→ **GIVEN REQUEST**: Locate every line below that contains the string "belt", treating uppercase and lowercase as distinct, and copy each such line.
--- RECORDS ---
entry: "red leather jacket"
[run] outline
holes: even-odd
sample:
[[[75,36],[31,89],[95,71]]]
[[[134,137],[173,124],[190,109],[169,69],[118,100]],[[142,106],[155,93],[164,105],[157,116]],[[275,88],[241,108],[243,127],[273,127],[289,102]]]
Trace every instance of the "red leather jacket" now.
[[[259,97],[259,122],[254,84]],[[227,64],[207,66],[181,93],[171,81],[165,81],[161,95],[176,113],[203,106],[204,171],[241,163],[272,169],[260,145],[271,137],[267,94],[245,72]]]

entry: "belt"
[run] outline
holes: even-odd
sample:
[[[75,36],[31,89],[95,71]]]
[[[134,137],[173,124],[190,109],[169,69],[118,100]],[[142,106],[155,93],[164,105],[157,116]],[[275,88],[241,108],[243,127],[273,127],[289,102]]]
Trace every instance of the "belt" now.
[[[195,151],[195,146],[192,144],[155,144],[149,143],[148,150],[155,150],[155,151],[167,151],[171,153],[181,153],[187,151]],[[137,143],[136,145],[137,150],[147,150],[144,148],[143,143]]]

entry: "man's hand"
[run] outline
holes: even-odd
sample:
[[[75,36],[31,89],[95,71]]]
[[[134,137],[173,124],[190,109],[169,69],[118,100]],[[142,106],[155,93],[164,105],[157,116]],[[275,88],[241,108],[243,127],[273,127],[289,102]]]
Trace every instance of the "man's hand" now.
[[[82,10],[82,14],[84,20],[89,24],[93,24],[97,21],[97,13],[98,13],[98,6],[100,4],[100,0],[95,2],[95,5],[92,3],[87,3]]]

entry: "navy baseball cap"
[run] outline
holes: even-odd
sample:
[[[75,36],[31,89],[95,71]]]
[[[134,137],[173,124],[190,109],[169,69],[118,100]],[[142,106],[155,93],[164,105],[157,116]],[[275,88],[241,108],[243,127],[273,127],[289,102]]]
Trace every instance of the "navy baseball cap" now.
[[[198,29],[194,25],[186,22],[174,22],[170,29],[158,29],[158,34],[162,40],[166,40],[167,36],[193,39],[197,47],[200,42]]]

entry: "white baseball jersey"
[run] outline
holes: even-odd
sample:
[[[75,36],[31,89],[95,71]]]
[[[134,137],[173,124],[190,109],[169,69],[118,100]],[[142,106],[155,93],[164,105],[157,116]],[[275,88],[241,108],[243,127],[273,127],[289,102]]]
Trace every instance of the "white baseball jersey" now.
---
→ **TASK OUTPUT**:
entry: "belt"
Trace every instance of the "belt" now.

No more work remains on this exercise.